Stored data
□ □ □

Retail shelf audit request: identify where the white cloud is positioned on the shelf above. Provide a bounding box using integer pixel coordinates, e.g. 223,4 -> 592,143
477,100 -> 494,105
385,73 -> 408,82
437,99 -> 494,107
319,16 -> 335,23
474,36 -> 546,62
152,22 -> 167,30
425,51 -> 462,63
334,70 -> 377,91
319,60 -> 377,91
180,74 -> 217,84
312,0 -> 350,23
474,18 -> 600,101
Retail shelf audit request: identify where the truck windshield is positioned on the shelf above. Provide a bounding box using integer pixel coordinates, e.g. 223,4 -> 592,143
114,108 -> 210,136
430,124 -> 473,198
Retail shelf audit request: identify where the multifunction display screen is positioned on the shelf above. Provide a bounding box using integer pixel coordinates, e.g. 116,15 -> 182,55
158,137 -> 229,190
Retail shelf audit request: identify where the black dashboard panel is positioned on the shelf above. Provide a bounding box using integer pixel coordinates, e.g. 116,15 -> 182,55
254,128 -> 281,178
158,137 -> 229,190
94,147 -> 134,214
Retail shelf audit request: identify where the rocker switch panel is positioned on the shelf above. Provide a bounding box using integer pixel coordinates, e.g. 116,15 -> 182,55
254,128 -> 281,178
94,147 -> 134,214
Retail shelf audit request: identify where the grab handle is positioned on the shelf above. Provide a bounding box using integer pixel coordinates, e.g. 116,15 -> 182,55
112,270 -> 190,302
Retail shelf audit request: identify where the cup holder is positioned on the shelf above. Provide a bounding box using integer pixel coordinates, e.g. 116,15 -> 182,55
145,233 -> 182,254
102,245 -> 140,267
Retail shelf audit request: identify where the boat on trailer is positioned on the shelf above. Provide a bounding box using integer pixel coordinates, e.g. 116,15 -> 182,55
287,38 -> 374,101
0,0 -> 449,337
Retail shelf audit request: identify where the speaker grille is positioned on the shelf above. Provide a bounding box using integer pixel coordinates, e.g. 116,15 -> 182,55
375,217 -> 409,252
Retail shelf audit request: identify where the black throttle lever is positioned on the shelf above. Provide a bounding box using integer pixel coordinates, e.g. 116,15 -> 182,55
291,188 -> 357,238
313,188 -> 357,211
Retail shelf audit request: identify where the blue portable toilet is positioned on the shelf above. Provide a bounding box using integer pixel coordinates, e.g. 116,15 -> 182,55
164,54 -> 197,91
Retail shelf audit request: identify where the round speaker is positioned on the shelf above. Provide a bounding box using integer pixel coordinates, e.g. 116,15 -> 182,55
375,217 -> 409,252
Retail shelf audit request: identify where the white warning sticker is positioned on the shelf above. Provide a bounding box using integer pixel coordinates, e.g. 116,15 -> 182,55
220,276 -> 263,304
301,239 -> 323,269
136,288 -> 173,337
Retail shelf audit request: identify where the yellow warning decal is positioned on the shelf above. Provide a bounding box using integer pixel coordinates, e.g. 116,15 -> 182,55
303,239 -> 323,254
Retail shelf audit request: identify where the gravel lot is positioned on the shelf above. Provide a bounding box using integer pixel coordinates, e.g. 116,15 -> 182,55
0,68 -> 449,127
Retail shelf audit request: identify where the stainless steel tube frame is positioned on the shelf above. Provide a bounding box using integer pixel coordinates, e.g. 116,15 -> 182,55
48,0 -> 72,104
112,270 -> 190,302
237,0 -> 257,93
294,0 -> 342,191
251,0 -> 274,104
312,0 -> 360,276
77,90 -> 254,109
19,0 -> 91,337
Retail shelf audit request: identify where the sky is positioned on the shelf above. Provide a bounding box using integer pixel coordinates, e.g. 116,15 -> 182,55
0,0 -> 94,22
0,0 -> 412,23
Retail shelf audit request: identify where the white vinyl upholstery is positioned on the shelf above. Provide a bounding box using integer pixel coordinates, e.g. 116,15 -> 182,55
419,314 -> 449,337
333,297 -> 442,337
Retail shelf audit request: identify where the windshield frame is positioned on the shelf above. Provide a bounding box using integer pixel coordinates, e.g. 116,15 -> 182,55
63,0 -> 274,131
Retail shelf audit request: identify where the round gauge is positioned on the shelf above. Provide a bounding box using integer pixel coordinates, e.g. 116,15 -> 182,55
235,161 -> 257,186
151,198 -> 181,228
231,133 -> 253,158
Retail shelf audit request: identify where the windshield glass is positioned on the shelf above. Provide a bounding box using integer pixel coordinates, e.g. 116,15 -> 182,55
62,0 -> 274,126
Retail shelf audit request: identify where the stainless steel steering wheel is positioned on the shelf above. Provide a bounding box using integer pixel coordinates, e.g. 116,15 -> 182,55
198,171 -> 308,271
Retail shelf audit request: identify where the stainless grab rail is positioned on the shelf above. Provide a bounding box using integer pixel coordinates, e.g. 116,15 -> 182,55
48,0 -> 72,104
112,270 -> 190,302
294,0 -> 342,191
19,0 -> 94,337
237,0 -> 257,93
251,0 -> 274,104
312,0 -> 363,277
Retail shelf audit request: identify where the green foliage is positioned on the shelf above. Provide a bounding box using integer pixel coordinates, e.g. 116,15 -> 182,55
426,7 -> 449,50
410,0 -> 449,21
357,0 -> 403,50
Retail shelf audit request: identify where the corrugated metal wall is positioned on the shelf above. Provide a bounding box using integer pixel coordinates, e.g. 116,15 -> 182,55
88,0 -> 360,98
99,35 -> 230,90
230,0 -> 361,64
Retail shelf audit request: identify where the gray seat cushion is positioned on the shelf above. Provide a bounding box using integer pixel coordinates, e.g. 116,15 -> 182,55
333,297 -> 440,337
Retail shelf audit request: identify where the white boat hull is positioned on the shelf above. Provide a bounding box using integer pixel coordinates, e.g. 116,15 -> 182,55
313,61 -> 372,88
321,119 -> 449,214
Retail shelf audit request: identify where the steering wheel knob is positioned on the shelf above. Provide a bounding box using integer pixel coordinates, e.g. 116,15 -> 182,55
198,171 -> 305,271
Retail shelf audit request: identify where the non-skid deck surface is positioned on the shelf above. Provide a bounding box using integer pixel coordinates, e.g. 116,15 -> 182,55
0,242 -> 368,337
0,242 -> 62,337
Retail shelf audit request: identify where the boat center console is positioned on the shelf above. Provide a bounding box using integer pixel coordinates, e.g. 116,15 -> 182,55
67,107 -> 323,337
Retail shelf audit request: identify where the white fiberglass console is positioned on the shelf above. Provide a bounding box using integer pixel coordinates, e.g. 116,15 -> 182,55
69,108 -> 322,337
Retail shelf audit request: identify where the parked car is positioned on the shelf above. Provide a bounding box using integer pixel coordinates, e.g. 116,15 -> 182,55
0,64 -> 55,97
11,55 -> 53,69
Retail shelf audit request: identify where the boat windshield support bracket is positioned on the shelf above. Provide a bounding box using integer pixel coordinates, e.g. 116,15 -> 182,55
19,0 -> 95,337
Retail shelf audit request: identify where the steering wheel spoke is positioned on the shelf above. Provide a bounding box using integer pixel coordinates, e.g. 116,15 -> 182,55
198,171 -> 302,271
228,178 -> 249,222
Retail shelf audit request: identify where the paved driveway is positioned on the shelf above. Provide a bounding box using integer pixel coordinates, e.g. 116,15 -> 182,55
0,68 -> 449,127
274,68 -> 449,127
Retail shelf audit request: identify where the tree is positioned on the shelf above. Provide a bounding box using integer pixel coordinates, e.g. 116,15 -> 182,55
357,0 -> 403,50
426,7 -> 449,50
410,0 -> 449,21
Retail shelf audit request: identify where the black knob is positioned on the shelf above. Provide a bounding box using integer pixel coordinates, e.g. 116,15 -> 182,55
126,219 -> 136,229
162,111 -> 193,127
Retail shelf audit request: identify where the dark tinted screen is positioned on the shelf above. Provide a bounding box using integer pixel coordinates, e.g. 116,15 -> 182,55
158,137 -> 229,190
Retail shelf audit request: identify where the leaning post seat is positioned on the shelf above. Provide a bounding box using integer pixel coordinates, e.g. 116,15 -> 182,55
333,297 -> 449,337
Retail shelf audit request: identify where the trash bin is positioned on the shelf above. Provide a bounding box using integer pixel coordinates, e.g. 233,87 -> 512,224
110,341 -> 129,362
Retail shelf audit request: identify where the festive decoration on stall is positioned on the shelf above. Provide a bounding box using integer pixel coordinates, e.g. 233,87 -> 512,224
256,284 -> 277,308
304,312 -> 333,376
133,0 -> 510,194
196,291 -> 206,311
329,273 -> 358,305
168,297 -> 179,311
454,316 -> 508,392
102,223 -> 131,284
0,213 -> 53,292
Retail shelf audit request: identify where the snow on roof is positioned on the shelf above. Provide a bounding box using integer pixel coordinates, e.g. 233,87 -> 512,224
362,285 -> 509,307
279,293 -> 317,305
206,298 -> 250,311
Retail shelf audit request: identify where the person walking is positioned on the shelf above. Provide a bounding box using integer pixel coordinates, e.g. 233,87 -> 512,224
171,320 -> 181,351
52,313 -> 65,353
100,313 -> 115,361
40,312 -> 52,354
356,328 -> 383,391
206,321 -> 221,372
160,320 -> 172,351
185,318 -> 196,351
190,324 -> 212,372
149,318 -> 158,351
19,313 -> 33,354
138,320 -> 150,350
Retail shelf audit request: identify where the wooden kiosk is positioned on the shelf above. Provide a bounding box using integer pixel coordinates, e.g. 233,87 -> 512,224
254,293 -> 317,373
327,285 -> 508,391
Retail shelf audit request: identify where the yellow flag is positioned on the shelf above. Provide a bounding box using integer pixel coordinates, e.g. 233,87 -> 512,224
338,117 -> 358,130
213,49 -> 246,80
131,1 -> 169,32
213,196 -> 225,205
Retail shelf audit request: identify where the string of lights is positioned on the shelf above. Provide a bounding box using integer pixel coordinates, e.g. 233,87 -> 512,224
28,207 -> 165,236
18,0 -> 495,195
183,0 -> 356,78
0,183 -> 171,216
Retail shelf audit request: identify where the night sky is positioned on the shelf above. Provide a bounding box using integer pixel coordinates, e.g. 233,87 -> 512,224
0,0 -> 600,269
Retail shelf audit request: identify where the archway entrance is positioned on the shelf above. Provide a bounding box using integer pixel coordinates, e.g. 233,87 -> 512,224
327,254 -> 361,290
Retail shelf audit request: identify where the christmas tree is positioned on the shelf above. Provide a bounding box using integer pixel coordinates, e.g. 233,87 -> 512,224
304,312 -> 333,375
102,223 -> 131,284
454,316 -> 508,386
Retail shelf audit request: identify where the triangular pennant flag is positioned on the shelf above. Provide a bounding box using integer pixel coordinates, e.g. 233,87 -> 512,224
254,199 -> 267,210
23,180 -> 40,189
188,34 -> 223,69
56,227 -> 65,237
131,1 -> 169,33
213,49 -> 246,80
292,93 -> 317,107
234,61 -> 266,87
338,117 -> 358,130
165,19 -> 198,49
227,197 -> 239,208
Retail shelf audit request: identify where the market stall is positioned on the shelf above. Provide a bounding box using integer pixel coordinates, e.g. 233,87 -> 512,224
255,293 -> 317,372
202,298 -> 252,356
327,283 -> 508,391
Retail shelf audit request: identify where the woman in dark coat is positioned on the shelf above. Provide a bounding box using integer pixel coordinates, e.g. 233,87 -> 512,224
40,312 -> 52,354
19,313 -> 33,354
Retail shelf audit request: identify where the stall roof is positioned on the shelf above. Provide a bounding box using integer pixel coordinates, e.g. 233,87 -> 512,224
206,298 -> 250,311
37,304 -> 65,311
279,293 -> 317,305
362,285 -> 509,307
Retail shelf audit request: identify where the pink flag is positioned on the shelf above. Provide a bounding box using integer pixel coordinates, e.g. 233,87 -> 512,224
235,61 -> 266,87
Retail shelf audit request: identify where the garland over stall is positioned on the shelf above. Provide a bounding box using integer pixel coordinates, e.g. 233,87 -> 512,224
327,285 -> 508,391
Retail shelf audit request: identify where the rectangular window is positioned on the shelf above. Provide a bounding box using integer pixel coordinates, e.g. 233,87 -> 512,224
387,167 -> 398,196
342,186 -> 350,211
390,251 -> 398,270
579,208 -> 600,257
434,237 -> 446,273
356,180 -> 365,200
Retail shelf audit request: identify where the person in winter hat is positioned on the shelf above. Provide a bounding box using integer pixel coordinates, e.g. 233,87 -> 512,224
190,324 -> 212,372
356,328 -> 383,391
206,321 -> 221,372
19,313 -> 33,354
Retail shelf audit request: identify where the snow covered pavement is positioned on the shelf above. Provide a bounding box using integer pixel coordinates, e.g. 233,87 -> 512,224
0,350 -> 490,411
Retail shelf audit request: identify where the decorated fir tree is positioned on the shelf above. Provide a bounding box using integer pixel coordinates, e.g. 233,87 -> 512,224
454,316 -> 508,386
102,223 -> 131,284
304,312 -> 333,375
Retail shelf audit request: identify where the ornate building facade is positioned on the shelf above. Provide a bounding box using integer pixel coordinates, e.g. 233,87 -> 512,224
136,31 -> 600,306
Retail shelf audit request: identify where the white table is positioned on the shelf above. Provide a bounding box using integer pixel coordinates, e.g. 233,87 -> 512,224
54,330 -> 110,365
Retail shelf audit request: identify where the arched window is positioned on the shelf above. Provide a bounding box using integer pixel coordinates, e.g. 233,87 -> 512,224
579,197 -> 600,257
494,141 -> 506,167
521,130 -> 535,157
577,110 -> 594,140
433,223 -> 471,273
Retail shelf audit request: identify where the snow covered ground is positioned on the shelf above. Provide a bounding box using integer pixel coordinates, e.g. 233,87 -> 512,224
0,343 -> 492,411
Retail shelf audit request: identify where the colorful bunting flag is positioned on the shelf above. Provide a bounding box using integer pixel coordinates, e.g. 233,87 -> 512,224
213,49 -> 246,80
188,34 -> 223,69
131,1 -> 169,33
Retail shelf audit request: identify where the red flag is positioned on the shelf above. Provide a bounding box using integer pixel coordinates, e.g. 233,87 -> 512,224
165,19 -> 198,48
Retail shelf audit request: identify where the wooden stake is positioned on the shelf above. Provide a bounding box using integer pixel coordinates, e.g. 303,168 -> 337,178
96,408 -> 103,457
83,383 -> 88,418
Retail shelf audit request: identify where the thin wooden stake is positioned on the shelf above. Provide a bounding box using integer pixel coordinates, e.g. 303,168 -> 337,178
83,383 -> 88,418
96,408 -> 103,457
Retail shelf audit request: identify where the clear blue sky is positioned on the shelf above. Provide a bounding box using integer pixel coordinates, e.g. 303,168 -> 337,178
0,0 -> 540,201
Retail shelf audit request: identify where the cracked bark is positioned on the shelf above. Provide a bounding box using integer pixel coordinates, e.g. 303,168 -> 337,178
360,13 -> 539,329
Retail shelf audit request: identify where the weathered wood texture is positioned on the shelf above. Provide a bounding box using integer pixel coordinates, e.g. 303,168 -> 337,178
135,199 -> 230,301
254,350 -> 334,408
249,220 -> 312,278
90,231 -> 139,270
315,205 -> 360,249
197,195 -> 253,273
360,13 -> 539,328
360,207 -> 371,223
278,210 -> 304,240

□ □ □

_WHAT IS BEING ASKED_.
Copy out the listing's lines from the line with "Retail shelf audit request: identify where the wooden kiosk" to the line with "327,254 -> 361,290", including both of those lines.

_TASK RESULT_.
Retail shelf audit request: identify where the wooden kiosk is positioned on the shelf above. Provide a bounding box using integer pixel coordinates, e.g. 233,87 -> 512,224
254,293 -> 317,373
327,285 -> 508,391
Retail shelf audit request: identify where the yellow flag is positioned on the shelf above. Provide a bounding box using integer pixel coordinates, e.g. 233,87 -> 512,224
338,117 -> 358,130
213,49 -> 246,80
131,1 -> 169,32
213,196 -> 225,205
Retail shelf audit request: identify where the string of lights is positioned on the shelf above. Provide a bounding box using integer pixel coordinates, e.g. 233,87 -> 512,224
28,207 -> 165,236
18,0 -> 495,195
183,0 -> 356,78
0,183 -> 171,216
Retail shelf audit request: identify where the night sky is positioned on the shelf above. Provide a bounding box using integer pixel coordinates, e.g. 233,87 -> 512,224
0,0 -> 600,269
Retail shelf audit request: identify where the archway entrance is positioned on the shelf above. Provide a bounding box using integer pixel coordinates, e.g. 233,87 -> 512,224
327,254 -> 361,290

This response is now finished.